** Data extract follows **
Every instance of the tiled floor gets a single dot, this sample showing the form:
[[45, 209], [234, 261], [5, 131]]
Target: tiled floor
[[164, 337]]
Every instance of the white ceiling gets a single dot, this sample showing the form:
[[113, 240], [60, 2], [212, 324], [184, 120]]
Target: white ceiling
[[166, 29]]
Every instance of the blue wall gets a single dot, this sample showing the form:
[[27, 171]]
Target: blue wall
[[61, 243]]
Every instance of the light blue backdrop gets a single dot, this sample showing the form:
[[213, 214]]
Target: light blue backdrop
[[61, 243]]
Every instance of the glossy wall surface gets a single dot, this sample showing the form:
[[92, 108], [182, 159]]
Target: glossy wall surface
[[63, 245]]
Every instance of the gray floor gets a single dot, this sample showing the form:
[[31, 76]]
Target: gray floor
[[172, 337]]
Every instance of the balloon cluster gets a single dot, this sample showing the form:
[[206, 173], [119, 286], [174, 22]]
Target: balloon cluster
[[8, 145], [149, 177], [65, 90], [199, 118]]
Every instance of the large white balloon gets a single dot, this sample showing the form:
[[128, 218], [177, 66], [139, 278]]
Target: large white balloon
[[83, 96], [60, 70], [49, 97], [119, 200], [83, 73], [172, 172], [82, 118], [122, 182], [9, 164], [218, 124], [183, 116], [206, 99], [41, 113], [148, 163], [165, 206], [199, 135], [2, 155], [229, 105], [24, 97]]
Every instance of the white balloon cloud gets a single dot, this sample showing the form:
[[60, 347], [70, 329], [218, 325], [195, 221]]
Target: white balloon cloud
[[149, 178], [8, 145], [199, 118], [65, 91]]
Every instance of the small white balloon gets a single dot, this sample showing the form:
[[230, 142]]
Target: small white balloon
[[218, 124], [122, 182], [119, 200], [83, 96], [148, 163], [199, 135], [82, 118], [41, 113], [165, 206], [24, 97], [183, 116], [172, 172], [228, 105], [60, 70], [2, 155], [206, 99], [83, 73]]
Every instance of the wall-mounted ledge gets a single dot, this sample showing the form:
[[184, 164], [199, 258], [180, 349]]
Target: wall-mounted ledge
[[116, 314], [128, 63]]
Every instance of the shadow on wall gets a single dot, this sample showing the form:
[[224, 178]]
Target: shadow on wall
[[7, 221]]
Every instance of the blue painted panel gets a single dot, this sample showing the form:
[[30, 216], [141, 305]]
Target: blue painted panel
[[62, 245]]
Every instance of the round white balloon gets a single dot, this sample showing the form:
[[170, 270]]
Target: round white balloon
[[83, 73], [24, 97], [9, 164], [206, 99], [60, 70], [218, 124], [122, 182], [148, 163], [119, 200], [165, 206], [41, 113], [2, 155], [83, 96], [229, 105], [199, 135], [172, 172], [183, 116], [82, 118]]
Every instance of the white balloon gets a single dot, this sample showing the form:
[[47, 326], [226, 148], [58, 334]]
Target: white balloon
** End of Data extract **
#### [Task objective]
Give back all the records above exactly as they were written.

#### [Output of the task]
Every instance of the tiled floor gets a single dot, this sample showing the form:
[[45, 209], [234, 261], [5, 131]]
Target: tiled floor
[[164, 337]]
Every instance of the white ceiling gets a single dot, this sample showing the form:
[[113, 240], [60, 2], [212, 324], [184, 120]]
Target: white ceiling
[[166, 29]]
Every instance of the blue wall gets a single dot, this sample showing the form:
[[27, 171]]
Target: blue wall
[[61, 243]]
Every instance of the light blue backdrop gets a single dot, this sample showing the form:
[[213, 214]]
Target: light blue backdrop
[[61, 243]]
Every instance of the glossy wall surface gets a single dot, this sample showing the form:
[[92, 108], [182, 159]]
Target: glossy wall surface
[[63, 245]]
Every instance of the gray floor gets a single dot, this sample showing the form:
[[31, 76]]
Target: gray floor
[[172, 337]]
Every instance of the balloon cluster gets a single dot, this sample showing the form:
[[206, 173], [119, 286], [174, 22]]
Target: balloon cluster
[[8, 145], [149, 177], [65, 90], [199, 118]]
Every instance of the large white balloon gets a single dot, this sample showing the form:
[[128, 218], [177, 66], [139, 278]]
Target: large white balloon
[[83, 96], [60, 70], [49, 97], [119, 200], [83, 73], [172, 172], [82, 118], [122, 182], [9, 164], [218, 124], [183, 116], [206, 99], [41, 113], [148, 163], [165, 206], [199, 135], [2, 155], [229, 105], [24, 97]]
Every instance of the white balloon cloud gets a single dot, this sample showing the form:
[[60, 347], [70, 329], [218, 325], [195, 221]]
Target: white balloon cloud
[[149, 178], [8, 145], [199, 118], [65, 91]]
Every instance of the small white balloon gets a single dot, this sample showing the form:
[[230, 142]]
Target: small white balloon
[[218, 124], [122, 182], [119, 200], [83, 96], [148, 163], [199, 135], [82, 118], [41, 113], [165, 206], [24, 97], [183, 116], [172, 172], [228, 105], [60, 70], [2, 155], [206, 99], [83, 73]]
Every instance of the wall-mounted ledge gets a single dot, this sample showing the form:
[[184, 164], [199, 258], [180, 349]]
Target: wall-mounted ledge
[[116, 314], [128, 63]]
Every instance of the shadow on wall gets a single dot, this sample showing the form:
[[224, 178]]
Target: shadow on wall
[[7, 221]]
Every instance of the blue painted panel gets a single dot, this sample showing the form:
[[30, 216], [141, 305]]
Target: blue painted panel
[[62, 245]]
Every instance of the round white balloon gets a single dot, this sample showing the form:
[[170, 270]]
Target: round white balloon
[[83, 73], [24, 97], [9, 164], [206, 99], [60, 70], [218, 124], [122, 182], [148, 163], [119, 200], [165, 206], [41, 113], [2, 155], [83, 96], [229, 105], [199, 135], [172, 172], [183, 116], [82, 118]]
Every instance of the white balloon gets a single dot, this sample showing the form:
[[47, 326], [226, 148], [58, 334]]
Target: white balloon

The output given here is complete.